Exercise: Lines holding the word "decal" must be located in the listing below and copied.
•••
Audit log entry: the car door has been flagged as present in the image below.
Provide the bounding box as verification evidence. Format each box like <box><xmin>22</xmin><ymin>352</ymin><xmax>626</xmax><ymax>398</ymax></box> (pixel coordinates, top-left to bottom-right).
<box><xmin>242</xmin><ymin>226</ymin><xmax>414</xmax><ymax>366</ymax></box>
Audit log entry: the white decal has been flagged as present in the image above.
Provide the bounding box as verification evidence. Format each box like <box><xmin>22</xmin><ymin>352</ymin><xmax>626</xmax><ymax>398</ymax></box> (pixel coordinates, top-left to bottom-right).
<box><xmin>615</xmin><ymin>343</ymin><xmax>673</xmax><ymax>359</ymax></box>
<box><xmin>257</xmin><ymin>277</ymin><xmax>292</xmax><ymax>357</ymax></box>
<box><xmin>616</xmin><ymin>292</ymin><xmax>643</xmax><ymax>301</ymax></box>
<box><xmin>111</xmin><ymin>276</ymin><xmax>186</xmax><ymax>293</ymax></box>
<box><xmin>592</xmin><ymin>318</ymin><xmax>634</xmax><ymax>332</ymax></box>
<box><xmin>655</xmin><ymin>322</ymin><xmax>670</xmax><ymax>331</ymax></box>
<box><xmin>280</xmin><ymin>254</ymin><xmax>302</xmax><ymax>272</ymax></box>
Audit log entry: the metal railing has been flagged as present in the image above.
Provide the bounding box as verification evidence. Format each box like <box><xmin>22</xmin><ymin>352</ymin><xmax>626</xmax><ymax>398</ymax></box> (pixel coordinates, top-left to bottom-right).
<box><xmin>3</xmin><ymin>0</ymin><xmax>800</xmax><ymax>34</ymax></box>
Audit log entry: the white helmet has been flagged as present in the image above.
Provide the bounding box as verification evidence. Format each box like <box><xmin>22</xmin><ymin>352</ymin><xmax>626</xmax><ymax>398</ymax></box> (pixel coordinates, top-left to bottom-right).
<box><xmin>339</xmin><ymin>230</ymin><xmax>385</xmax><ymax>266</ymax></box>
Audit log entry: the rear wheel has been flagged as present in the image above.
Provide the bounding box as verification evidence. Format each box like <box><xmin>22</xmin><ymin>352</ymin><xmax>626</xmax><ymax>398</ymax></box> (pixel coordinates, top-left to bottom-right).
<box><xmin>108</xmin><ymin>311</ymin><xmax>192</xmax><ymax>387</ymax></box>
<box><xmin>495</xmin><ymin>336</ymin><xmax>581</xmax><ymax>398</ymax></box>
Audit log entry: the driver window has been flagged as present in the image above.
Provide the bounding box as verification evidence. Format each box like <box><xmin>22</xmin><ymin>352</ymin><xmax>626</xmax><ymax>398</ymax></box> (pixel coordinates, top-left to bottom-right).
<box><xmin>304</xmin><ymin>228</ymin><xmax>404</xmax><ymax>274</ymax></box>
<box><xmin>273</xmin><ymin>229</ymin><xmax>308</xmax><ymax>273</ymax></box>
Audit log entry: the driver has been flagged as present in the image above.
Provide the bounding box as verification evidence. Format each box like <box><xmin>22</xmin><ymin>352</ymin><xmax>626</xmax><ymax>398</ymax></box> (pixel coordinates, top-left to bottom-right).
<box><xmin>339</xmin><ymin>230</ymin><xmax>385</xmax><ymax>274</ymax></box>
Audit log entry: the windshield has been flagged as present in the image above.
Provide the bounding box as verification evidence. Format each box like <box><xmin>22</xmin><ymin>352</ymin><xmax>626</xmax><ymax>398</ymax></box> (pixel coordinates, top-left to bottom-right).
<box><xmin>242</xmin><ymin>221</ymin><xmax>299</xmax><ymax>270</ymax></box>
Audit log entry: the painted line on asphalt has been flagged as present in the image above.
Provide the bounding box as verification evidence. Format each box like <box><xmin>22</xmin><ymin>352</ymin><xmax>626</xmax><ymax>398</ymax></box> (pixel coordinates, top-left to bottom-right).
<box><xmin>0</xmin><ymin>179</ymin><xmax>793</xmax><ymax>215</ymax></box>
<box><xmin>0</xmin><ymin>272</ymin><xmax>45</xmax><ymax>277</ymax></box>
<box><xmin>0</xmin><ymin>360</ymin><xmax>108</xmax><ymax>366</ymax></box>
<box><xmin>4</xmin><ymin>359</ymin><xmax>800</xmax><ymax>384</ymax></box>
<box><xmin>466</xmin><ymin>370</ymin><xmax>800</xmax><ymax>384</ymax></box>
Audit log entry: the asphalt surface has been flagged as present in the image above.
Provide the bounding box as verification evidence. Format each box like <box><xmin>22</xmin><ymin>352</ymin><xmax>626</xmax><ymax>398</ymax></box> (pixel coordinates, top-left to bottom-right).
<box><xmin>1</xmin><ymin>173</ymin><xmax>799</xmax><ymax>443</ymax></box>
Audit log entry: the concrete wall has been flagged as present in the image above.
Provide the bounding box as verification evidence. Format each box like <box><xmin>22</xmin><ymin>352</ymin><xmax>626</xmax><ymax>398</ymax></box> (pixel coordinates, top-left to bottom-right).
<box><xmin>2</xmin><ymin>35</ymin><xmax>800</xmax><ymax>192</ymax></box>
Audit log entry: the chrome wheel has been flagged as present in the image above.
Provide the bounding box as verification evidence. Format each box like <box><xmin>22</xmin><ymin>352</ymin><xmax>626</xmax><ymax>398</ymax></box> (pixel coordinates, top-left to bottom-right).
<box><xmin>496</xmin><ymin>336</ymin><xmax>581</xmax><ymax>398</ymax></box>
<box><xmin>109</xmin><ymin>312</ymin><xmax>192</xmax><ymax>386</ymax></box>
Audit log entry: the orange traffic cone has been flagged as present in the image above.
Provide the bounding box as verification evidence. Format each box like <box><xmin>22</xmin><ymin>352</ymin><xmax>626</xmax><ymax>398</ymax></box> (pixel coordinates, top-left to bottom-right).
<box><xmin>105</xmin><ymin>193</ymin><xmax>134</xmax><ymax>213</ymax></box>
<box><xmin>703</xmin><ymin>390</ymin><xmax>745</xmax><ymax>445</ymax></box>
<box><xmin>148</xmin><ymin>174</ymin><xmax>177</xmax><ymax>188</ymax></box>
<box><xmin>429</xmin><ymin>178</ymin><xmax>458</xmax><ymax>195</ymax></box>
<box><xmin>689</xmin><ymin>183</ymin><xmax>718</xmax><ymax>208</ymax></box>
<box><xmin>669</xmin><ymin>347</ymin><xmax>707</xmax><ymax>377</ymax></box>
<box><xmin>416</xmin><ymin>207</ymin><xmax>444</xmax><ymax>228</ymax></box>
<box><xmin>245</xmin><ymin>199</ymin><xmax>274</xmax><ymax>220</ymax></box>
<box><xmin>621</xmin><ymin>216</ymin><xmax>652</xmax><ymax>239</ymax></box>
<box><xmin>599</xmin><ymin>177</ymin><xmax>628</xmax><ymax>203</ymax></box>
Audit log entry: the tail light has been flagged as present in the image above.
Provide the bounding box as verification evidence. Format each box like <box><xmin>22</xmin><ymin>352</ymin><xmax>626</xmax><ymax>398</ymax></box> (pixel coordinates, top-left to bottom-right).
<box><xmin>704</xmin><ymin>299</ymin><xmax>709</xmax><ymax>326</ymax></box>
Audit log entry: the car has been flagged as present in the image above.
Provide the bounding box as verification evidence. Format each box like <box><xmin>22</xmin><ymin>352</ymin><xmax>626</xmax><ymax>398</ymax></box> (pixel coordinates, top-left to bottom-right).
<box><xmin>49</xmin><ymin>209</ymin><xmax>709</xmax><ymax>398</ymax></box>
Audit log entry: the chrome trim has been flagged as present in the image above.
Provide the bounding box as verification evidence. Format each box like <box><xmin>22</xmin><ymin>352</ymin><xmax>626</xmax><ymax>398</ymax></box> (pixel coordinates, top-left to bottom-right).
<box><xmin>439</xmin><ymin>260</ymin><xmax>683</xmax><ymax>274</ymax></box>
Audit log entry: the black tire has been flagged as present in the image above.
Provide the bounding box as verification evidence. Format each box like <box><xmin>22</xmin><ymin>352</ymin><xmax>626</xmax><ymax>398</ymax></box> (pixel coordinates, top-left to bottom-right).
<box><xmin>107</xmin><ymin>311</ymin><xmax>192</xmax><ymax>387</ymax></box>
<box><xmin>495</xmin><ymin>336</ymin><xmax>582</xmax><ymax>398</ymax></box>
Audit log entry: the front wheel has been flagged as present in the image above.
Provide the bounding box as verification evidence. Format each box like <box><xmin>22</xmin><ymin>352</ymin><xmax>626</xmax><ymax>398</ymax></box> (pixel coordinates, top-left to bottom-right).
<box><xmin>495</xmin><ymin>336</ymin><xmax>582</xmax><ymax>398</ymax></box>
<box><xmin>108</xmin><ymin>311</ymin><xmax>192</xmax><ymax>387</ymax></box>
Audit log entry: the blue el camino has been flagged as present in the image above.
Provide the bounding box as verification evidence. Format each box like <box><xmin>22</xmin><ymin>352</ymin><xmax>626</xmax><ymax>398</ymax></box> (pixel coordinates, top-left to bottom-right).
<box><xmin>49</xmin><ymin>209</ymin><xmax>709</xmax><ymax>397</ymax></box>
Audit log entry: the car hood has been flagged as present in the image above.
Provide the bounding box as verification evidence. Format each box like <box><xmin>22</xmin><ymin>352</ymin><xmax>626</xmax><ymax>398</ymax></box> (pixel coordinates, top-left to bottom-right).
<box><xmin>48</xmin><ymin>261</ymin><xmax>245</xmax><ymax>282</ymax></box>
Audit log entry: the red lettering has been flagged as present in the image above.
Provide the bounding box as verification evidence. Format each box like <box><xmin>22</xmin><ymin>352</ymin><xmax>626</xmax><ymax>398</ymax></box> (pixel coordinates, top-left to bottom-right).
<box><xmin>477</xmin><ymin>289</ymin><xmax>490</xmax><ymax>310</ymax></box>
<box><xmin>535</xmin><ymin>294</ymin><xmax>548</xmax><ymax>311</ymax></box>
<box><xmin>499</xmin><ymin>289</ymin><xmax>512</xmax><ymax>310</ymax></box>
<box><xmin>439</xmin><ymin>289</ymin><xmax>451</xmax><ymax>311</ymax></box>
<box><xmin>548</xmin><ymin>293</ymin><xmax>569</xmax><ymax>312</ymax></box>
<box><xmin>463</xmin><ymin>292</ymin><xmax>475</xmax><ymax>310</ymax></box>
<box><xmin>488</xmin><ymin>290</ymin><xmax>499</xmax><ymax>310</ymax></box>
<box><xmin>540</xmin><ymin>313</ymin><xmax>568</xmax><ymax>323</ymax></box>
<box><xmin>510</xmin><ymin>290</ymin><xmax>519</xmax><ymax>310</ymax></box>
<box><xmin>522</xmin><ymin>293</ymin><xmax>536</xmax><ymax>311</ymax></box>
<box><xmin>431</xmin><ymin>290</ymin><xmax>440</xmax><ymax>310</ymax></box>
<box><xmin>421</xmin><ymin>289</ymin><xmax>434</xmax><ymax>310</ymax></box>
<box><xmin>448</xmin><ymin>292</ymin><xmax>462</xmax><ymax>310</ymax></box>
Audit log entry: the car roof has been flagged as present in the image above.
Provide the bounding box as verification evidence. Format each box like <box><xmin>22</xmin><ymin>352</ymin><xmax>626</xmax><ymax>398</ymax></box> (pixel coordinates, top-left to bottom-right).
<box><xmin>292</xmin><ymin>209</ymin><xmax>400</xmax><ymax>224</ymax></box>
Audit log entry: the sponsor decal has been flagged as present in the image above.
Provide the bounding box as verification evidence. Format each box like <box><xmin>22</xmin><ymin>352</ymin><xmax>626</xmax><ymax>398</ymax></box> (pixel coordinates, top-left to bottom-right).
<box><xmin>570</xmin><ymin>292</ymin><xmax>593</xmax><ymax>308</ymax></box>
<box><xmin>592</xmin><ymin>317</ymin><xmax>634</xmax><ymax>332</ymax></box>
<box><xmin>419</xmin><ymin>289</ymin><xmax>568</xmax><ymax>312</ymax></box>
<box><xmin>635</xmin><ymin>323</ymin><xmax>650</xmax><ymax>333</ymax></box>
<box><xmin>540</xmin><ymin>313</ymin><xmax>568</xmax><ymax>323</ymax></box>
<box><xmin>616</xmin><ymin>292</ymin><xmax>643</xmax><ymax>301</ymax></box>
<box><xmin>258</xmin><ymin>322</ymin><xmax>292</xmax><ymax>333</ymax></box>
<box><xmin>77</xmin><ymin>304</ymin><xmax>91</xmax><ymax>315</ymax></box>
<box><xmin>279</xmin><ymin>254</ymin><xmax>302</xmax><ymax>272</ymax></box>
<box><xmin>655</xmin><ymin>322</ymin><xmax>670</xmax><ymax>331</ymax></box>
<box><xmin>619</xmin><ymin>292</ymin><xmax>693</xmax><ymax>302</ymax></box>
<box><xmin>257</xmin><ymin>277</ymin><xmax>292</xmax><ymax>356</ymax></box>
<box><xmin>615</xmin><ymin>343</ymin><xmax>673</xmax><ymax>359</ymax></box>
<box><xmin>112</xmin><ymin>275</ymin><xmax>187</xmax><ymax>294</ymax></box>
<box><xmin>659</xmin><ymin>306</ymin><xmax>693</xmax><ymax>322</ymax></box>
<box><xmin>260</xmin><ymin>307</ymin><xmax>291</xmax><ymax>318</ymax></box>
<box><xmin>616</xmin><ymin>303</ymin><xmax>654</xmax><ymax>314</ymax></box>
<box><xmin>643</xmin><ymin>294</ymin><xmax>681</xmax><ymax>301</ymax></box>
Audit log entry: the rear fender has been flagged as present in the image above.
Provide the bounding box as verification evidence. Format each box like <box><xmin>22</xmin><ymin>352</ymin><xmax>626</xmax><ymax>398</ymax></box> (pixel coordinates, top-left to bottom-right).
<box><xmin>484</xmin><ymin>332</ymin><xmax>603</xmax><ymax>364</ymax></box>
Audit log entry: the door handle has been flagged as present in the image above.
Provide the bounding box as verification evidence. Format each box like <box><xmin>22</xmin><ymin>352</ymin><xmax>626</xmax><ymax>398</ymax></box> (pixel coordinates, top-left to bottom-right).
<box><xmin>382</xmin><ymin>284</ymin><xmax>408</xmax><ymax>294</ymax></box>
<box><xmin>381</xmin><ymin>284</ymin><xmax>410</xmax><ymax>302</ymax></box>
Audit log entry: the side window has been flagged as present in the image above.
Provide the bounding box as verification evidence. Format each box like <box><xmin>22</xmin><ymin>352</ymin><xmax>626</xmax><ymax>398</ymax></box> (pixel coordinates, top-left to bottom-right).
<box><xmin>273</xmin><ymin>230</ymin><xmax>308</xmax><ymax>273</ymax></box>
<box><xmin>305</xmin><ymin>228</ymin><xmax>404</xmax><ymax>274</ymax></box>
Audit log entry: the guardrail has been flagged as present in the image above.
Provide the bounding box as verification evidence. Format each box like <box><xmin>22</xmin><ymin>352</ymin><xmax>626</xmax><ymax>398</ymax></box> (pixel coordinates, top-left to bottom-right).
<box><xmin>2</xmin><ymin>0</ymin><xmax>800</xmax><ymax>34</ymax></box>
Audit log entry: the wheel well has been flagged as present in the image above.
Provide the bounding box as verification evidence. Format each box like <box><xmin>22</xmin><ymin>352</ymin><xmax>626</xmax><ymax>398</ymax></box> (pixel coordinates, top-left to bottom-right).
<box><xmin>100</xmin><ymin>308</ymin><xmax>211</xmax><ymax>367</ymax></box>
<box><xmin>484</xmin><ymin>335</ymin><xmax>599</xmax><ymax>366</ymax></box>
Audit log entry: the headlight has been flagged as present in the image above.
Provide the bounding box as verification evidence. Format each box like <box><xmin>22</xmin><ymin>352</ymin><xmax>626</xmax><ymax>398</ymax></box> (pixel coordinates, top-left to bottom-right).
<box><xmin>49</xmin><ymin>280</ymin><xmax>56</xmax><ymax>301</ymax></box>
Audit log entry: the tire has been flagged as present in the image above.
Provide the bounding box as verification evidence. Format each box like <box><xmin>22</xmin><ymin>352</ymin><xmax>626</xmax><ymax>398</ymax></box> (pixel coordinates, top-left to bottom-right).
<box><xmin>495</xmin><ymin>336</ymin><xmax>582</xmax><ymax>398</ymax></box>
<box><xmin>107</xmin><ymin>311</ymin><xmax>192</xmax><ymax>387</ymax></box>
•••
Completed task:
Audit log entry: the white decal has been flagged as present in the image above.
Audit log entry: the sponsor decal has been flagged as present in the image above.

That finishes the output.